> [Texte fourni]
——

Une nouvelle géographie urbaine

Publié le 06 mars 2024
écrit par Arnaud Pagès et illustré par Quentin Bohuon

En première ligne face au changement climatique, les villes doivent repenser leur modèle pour l’adapter à l’augmentation des températures, à la multiplication des phénomènes météorologiques extrêmes et à l’arrivée de nouvelles populations fuyant des zones du globe devenues trop chaudes, trop sèches, trop froides ou trop humides. Une nouvelle géographie urbaine est en train de prendre forme. Reportage.

En France, en Europe, et à peu près partout dans le monde, il pourrait faire dans les plus grandes agglomérations, au mitan du XXIe siècle, jusqu’à 50 degrés, voire 60 degrés l’été. Essentiellement minérales, majoritairement construites aux XIXe et XXe siècles, particulièrement polluantes, les villes ne sont pas préparées à un tel scénario. Le dérèglement environnemental en cours, qui va s’aggraver inexorablement au fil du temps, promet de les rendre invivables en multipliant les îlots de chaleur dans chaque quartier, chaque rue, chaque zone d’habitation, dégradant de façon très marquée la qualité de vie en produisant à l’échelon local des dômes thermiques néfastes pour le bien-être des citadins, et même mortels pour les plus fragiles d’entre eux.

Ce n’est cependant pas la seule menace qui pèse sur les villes. En faisant baisser le débit des fleuves, en asséchant les réserves souterraines d’eau, en diminuant les précipitations, ou au contraire en les accentuant fortement sur des périodes très courtes, le réchauffement climatique risque de plonger les grands centres urbains dans un régime d’insécurité alimentaire permanent, qui sera caractérisé par le retour des famines et des disettes, fléaux que l’on pensait appartenir pour de bon au passé. D’ores et déjà, dans toutes les campagnes, partout à travers le monde, l’augmentation des températures affecte l’agriculture et fragilise la production des denrées dont les villes dépendent pour nourrir les citadins. En 2022, Polytechnique Insights, la revue scientifique de l’Institut Polytechnique, relevait que les vagues de chaleur intenses et les épisodes prolongés de sécheresse avaient déjà provoqué des pertes dans 75 % des zones cultivées, réduisant les rendements mondiaux de maïs de 11,6 %, de soja de 12,4 % et de blé de 9,2 %. Des chiffres inédits et inquiétants.

Et ce n’est pas tout. D’ici 2040, la hausse du niveau des océans, autre conséquence de l’augmentation des températures, va grignoter les littoraux et inonder de vastes territoires situés en bordure des mers, submergeant la plupart des agglomérations côtières, rendant impraticables les routes qui les desservent, mettant en péril un milliard de citadins à travers le monde*. Facteur aggravant, le pompage excessif des nappes phréatiques en milieu urbain et le poids toujours plus lourd des constructions qui ont tendance à faire s’affaisser les grandes villes dans le sol.

——

> [Données fournies]
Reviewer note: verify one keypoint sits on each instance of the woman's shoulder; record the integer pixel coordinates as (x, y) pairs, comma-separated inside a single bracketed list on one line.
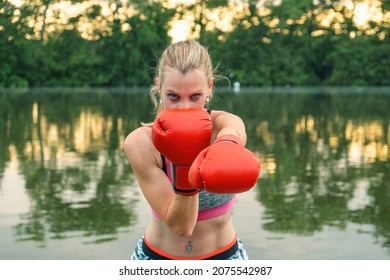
[(140, 138)]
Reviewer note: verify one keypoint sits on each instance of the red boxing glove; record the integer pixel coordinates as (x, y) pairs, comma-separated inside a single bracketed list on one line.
[(180, 135), (225, 167)]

——

> [Consigne A]
D'après le texte sur la nouvelle géographie urbaine, quelle température pourrait-on atteindre l'été dans les plus grandes agglomérations au milieu du XXIe siècle ?
> [Consigne B]
Dans le texte sur la nouvelle géographie urbaine, recopiez tout le passage allant de « En France, en » jusqu'à « fragiles d’entre eux. », en substituant « avenir » à « scénario ».

> [Corrigé A]
Jusqu'à 50 degrés, voire 60 degrés.

> [Corrigé B]
En France, en Europe, et à peu près partout dans le monde, il pourrait faire dans les plus grandes agglomérations, au mitan du XXIe siècle, jusqu’à 50 degrés, voire 60 degrés l’été. Essentiellement minérales, majoritairement construites aux XIXe et XXe siècles, particulièrement polluantes, les villes ne sont pas préparées à un tel avenir. Le dérèglement environnemental en cours, qui va s’aggraver inexorablement au fil du temps, promet de les rendre invivables en multipliant les îlots de chaleur dans chaque quartier, chaque rue, chaque zone d’habitation, dégradant de façon très marquée la qualité de vie en produisant à l’échelon local des dômes thermiques néfastes pour le bien-être des citadins, et même mortels pour les plus fragiles d’entre eux.